## What to produce:
Please restate word for word each line from the one containing "Give one point for each instance of the man in orange" to the last line of the records below, and drop the pictures.

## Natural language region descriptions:
┌──

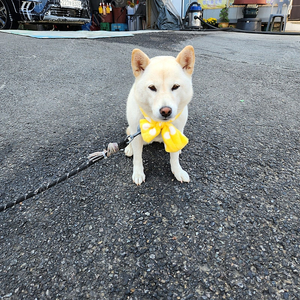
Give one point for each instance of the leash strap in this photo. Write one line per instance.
(92, 159)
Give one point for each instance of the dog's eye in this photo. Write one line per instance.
(175, 87)
(152, 88)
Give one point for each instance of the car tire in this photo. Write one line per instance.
(7, 18)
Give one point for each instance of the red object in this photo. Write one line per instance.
(245, 2)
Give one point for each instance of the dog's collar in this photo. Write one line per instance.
(173, 139)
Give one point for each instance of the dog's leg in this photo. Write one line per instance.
(178, 172)
(138, 175)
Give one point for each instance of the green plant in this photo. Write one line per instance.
(224, 14)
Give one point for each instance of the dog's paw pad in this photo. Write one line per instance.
(128, 150)
(138, 178)
(182, 176)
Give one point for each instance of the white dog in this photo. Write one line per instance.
(157, 103)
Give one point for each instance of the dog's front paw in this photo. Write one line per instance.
(181, 175)
(138, 177)
(128, 150)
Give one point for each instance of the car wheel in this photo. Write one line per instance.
(6, 17)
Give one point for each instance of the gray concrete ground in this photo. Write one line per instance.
(233, 232)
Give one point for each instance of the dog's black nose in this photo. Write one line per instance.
(165, 111)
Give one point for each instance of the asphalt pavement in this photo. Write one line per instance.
(233, 232)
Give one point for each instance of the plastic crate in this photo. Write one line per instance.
(119, 27)
(105, 26)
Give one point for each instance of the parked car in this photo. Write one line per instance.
(67, 12)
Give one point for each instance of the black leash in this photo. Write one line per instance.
(92, 159)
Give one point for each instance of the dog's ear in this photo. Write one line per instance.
(139, 62)
(186, 58)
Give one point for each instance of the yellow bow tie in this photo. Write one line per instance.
(173, 139)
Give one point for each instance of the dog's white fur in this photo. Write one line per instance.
(163, 81)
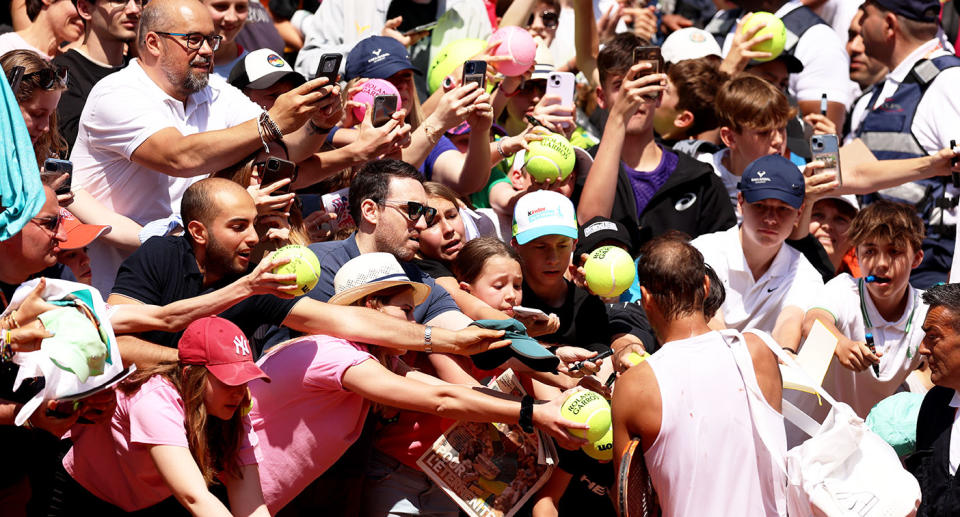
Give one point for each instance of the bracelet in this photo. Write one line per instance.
(319, 129)
(526, 414)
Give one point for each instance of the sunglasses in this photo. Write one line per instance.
(550, 19)
(51, 224)
(413, 210)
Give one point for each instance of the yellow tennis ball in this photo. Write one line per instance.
(303, 263)
(590, 408)
(774, 26)
(609, 271)
(601, 449)
(551, 158)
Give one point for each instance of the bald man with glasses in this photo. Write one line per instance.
(151, 130)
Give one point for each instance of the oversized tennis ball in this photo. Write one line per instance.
(609, 271)
(601, 449)
(368, 91)
(449, 58)
(590, 408)
(774, 26)
(551, 158)
(518, 45)
(303, 263)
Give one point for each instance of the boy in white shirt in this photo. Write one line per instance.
(768, 285)
(887, 237)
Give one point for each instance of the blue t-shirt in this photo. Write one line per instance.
(334, 254)
(645, 184)
(443, 145)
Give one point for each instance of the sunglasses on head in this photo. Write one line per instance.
(413, 210)
(550, 19)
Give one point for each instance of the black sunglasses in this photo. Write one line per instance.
(414, 210)
(550, 19)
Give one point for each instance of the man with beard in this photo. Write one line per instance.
(109, 26)
(148, 131)
(218, 217)
(389, 205)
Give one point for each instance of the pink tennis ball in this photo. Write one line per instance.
(368, 91)
(516, 43)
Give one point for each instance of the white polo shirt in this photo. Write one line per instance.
(825, 62)
(790, 281)
(848, 300)
(121, 112)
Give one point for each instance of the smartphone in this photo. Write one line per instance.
(384, 107)
(475, 72)
(277, 169)
(826, 148)
(15, 78)
(55, 168)
(421, 28)
(563, 85)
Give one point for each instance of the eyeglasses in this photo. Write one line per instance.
(195, 39)
(51, 223)
(550, 19)
(413, 210)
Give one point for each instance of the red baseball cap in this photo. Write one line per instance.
(221, 346)
(79, 235)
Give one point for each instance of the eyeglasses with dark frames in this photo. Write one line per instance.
(195, 40)
(550, 19)
(413, 210)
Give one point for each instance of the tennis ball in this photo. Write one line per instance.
(449, 58)
(551, 158)
(368, 91)
(774, 26)
(303, 263)
(609, 271)
(601, 449)
(516, 43)
(590, 408)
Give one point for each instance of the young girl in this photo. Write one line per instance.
(175, 430)
(324, 387)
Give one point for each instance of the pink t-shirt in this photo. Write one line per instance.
(113, 461)
(305, 419)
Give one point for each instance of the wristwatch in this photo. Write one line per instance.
(526, 414)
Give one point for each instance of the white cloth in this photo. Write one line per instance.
(825, 62)
(955, 435)
(122, 111)
(790, 281)
(706, 427)
(898, 341)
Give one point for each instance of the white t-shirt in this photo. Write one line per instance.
(121, 112)
(825, 62)
(790, 281)
(854, 311)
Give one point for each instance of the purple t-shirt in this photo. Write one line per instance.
(646, 183)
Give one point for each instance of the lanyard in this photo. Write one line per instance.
(866, 316)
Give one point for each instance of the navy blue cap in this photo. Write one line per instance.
(919, 10)
(377, 57)
(772, 177)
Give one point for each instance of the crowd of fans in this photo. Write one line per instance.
(141, 145)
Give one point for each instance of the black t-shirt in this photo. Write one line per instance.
(583, 319)
(164, 270)
(83, 75)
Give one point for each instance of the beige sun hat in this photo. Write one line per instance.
(370, 273)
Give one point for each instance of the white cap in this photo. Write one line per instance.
(543, 212)
(689, 43)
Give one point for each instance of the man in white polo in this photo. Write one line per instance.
(150, 130)
(769, 285)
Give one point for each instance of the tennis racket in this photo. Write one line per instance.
(635, 496)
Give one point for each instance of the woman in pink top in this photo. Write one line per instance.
(323, 387)
(176, 428)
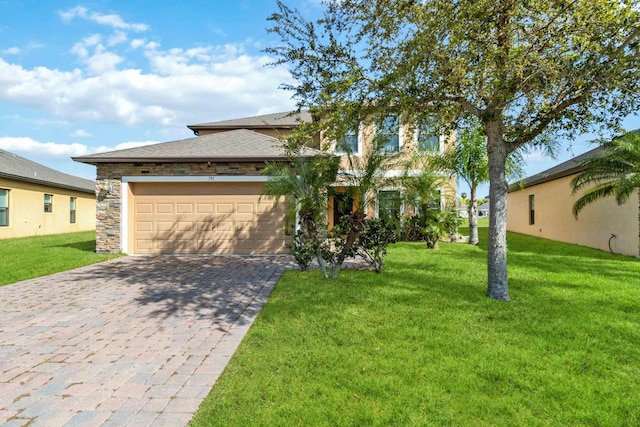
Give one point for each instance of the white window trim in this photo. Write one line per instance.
(334, 144)
(400, 134)
(124, 194)
(416, 135)
(400, 190)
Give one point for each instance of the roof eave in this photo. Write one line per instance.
(95, 160)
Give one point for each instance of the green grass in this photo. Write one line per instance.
(30, 257)
(420, 344)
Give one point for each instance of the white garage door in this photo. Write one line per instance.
(196, 218)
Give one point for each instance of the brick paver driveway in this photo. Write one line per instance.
(133, 341)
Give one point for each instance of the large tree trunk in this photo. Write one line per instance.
(497, 246)
(473, 216)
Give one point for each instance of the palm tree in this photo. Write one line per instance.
(305, 184)
(614, 171)
(468, 160)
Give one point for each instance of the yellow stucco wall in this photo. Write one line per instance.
(593, 228)
(27, 216)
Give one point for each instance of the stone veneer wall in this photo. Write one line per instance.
(109, 203)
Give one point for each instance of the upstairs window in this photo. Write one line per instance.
(72, 210)
(389, 134)
(48, 203)
(349, 143)
(427, 139)
(4, 208)
(389, 205)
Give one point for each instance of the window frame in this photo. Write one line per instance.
(73, 205)
(378, 133)
(4, 210)
(357, 131)
(419, 131)
(398, 190)
(49, 204)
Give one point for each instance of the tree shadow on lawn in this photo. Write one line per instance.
(85, 246)
(223, 289)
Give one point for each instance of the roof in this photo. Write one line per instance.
(15, 167)
(570, 167)
(240, 145)
(567, 168)
(285, 120)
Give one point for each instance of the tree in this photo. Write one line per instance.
(521, 68)
(305, 184)
(468, 160)
(614, 171)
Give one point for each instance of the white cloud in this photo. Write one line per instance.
(110, 20)
(30, 147)
(184, 86)
(81, 133)
(117, 38)
(12, 50)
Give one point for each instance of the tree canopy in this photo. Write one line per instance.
(522, 68)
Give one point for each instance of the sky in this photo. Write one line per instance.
(79, 78)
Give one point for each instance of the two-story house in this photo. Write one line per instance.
(204, 194)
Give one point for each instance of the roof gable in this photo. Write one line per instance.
(15, 167)
(240, 145)
(286, 120)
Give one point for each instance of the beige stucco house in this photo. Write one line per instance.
(204, 194)
(36, 200)
(543, 207)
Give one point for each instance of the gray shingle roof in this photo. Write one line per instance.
(272, 121)
(15, 167)
(240, 145)
(567, 168)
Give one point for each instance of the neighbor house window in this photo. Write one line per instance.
(389, 134)
(389, 205)
(48, 202)
(532, 209)
(427, 139)
(72, 210)
(348, 144)
(4, 208)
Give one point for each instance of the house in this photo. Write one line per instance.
(542, 206)
(36, 200)
(203, 194)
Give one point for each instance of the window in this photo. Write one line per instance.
(427, 139)
(72, 210)
(4, 208)
(389, 131)
(342, 206)
(389, 204)
(48, 202)
(532, 209)
(349, 143)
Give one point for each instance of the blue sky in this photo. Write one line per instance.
(82, 77)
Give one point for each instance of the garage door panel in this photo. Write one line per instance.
(184, 208)
(164, 208)
(205, 218)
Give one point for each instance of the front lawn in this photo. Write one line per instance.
(420, 344)
(29, 257)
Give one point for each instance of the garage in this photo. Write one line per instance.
(203, 218)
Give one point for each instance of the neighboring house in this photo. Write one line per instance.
(204, 194)
(36, 200)
(542, 206)
(483, 210)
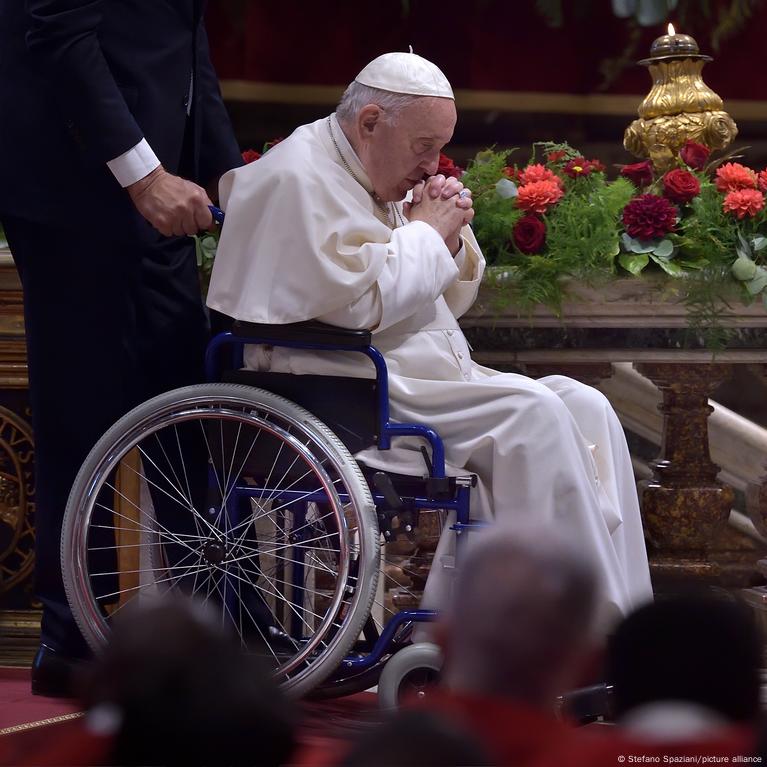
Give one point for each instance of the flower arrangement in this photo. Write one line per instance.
(207, 243)
(558, 217)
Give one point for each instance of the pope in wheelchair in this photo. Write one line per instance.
(258, 498)
(315, 230)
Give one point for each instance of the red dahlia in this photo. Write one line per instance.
(578, 167)
(648, 216)
(680, 185)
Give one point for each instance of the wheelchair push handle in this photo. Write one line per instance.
(217, 213)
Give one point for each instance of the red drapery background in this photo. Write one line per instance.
(482, 45)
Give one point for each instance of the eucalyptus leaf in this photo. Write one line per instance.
(506, 188)
(693, 263)
(665, 249)
(744, 242)
(670, 267)
(743, 268)
(633, 245)
(634, 263)
(759, 282)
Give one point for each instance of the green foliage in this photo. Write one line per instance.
(709, 233)
(495, 216)
(205, 250)
(712, 256)
(581, 230)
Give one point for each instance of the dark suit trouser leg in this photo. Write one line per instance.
(113, 315)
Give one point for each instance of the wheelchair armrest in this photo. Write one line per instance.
(311, 332)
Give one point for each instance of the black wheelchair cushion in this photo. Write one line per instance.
(311, 332)
(348, 406)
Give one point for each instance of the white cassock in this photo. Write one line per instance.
(304, 239)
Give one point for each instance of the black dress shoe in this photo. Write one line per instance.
(53, 674)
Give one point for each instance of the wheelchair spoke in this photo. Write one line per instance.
(277, 594)
(230, 487)
(121, 592)
(279, 560)
(144, 528)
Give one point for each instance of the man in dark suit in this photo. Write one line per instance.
(107, 109)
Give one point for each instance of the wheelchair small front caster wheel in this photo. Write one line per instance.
(409, 674)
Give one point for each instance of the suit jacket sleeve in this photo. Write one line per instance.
(219, 151)
(64, 43)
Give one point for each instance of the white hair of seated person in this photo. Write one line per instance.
(358, 96)
(522, 616)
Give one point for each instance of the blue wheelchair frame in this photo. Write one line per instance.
(386, 430)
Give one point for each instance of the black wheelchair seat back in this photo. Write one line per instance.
(347, 405)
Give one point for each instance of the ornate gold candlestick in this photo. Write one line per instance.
(680, 106)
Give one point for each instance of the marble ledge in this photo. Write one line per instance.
(640, 302)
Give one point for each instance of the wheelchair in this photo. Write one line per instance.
(245, 492)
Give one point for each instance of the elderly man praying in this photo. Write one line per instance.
(317, 229)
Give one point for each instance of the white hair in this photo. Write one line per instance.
(357, 96)
(523, 607)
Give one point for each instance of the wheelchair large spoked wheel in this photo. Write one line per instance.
(238, 497)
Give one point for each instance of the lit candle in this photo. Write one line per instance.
(673, 44)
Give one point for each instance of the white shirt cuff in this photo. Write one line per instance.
(133, 165)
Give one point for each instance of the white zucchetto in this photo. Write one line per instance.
(406, 73)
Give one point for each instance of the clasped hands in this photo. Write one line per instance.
(445, 204)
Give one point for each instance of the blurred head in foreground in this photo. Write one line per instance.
(699, 649)
(176, 689)
(522, 617)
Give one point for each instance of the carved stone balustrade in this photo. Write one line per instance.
(685, 506)
(19, 616)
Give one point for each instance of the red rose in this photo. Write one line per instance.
(638, 173)
(250, 155)
(529, 234)
(694, 154)
(649, 216)
(578, 167)
(680, 185)
(448, 168)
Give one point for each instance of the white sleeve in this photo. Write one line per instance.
(471, 264)
(418, 269)
(133, 165)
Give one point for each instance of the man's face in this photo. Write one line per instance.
(397, 156)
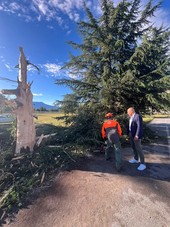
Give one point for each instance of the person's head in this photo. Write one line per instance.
(109, 116)
(130, 111)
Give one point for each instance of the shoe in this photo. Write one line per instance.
(133, 161)
(141, 167)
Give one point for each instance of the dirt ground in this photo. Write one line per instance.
(93, 194)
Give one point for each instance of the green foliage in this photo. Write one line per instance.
(85, 127)
(123, 60)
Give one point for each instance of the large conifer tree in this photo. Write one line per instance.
(124, 59)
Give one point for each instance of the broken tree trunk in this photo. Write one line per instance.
(24, 109)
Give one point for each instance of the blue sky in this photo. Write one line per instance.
(43, 28)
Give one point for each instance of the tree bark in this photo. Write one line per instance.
(26, 135)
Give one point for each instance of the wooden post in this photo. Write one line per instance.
(24, 109)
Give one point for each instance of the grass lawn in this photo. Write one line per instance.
(50, 118)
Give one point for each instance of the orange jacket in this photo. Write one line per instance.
(111, 124)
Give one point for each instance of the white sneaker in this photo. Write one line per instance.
(141, 167)
(133, 161)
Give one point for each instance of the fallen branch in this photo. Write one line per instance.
(69, 156)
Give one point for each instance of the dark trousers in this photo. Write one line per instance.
(137, 149)
(117, 149)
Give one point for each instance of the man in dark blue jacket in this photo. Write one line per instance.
(135, 132)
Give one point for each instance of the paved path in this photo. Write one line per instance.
(92, 194)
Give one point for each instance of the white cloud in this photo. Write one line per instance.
(55, 9)
(40, 94)
(52, 68)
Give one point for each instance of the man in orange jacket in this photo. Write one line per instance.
(111, 132)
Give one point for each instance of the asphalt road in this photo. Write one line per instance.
(93, 194)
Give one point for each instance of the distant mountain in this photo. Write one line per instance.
(38, 105)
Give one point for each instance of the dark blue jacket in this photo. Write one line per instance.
(136, 126)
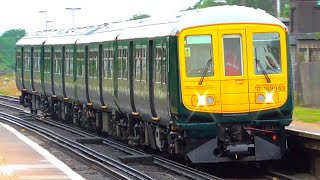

└──

## Output for this exercise:
Give one point for each instance of the man in orange jacket in this photo. Write one line per instance.
(111, 132)
Give one point for each instance of the asphalt road in this photo. Write one line per instance.
(93, 194)
Give one point for each instance of the distant mountain in this photo. Write one line per instance.
(38, 105)
Give one point for each instance of the dark blue jacket in this photo. Write one line per instance.
(136, 126)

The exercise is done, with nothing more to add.